### Point localization data

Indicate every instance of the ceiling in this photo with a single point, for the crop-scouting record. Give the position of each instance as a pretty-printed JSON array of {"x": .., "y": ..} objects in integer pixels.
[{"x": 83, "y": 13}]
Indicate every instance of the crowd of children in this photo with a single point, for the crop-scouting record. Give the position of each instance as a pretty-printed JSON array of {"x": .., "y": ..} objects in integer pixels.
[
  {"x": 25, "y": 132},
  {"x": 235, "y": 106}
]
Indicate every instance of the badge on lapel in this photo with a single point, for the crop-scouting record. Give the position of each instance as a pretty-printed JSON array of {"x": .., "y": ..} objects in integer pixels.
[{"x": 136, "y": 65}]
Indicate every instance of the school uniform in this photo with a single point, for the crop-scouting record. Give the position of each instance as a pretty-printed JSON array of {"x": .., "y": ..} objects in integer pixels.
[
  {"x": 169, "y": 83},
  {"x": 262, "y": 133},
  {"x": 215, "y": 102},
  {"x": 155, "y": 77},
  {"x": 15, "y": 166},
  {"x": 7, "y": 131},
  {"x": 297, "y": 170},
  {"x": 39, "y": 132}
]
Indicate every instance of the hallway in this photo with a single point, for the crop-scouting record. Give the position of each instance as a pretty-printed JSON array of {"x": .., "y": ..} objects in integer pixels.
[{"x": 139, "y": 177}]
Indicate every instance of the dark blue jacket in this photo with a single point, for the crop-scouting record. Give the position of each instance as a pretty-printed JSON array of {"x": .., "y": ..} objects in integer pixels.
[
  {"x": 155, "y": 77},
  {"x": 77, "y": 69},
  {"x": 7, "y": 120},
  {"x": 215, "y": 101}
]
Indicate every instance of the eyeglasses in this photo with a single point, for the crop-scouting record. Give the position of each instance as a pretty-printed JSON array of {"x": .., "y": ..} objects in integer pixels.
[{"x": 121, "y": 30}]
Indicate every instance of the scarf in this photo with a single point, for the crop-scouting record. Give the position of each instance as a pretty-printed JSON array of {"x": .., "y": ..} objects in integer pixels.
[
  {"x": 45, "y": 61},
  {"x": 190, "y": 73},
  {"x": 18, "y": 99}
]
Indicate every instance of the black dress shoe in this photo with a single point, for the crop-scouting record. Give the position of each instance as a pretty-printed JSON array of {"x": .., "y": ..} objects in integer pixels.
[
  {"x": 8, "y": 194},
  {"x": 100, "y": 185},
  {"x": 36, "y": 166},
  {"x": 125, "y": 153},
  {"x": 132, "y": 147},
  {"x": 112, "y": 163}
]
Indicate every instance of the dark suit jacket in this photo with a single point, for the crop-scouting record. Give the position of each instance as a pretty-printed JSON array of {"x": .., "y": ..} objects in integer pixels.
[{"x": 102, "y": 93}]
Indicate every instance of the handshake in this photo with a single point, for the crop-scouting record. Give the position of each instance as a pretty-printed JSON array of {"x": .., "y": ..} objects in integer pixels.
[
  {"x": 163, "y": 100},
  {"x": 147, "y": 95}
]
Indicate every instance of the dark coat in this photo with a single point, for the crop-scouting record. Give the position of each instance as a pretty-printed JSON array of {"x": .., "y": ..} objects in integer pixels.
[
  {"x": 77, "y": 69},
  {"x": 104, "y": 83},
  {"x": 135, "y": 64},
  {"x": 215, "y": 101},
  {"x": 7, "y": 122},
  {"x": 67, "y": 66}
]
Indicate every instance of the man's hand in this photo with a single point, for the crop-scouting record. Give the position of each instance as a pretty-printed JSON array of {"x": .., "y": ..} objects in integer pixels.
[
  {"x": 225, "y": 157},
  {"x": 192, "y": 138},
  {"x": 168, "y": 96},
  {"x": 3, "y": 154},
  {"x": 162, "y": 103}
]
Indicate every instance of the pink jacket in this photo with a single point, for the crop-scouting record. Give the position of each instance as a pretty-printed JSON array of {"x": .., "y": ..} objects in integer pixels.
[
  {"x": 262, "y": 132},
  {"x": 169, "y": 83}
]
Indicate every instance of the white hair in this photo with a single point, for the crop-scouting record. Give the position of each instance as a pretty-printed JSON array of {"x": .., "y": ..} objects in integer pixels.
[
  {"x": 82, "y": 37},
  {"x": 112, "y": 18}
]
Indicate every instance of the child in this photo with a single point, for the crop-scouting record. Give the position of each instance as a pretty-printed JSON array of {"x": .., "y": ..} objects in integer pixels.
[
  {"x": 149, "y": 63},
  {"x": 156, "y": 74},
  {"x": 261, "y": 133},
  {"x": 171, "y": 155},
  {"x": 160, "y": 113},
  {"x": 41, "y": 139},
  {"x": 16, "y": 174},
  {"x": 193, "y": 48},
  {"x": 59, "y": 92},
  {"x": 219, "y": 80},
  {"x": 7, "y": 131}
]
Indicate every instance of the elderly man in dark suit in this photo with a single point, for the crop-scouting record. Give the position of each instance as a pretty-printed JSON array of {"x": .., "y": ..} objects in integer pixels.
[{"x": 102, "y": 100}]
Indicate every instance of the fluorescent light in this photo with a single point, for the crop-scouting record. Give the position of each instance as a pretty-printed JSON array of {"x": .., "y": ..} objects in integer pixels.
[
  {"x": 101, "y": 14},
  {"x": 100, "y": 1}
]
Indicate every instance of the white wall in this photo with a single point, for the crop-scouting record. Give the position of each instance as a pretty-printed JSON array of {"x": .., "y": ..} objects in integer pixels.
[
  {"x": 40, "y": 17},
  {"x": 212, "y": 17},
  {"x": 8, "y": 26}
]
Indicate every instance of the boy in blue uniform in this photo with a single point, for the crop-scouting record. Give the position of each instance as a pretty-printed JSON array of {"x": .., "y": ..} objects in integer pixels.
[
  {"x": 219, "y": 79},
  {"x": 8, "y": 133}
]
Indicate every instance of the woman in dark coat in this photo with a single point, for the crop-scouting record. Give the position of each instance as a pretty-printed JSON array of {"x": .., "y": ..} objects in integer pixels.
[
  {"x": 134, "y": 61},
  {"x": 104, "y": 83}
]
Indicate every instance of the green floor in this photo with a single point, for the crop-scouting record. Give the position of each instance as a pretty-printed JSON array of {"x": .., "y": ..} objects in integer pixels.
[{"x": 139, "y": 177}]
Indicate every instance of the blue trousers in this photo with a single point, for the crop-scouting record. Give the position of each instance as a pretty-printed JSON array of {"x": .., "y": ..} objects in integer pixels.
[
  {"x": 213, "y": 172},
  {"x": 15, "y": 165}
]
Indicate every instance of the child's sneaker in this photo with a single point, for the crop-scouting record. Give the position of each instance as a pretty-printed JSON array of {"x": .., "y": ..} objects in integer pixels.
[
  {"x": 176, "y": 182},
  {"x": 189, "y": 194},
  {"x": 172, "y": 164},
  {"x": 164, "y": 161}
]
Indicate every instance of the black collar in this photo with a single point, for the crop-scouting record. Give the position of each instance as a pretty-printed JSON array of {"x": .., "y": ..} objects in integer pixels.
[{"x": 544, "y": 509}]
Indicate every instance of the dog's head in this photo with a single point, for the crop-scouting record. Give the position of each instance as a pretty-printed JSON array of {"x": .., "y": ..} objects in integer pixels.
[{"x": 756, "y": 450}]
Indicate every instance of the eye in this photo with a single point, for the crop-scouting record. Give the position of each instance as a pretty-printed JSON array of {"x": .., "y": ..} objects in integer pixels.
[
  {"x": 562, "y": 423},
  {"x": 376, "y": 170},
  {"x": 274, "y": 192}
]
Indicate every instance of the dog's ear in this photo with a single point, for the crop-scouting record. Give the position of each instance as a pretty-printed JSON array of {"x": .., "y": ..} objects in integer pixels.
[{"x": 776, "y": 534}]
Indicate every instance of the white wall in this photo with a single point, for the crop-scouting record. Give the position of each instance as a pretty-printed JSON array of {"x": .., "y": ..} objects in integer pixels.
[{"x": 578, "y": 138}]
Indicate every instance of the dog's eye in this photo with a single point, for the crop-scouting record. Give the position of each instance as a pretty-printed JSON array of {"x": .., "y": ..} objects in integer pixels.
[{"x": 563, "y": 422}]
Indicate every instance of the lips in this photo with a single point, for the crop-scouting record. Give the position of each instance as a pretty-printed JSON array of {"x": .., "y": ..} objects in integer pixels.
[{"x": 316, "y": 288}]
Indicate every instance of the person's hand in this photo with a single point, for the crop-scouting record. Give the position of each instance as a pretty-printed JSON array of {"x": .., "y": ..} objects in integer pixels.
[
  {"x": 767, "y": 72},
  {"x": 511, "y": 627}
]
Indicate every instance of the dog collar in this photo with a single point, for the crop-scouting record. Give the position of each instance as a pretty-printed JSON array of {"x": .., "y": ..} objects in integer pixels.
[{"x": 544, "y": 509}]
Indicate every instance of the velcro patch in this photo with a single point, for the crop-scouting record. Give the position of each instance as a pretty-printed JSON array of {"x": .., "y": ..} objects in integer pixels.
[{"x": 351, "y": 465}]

### Exercise aim
The line containing "Indicate every instance of the dog collar" marks where to begin; copy it and every later line exactly, through the end of the data.

### Answer space
Indicate every instance of the dog collar in this photo with a single point, for the crop-scouting record. Give the position of each instance as a pretty-printed JSON array of {"x": .., "y": ..} objects in integer pixels.
[{"x": 544, "y": 509}]
Indicate every instance of the velcro patch in this photo with a single point, for the crop-scouting record. Give the position of each instance as a pretty-printed JSON array of {"x": .., "y": ..} objects in integer pixels.
[{"x": 351, "y": 465}]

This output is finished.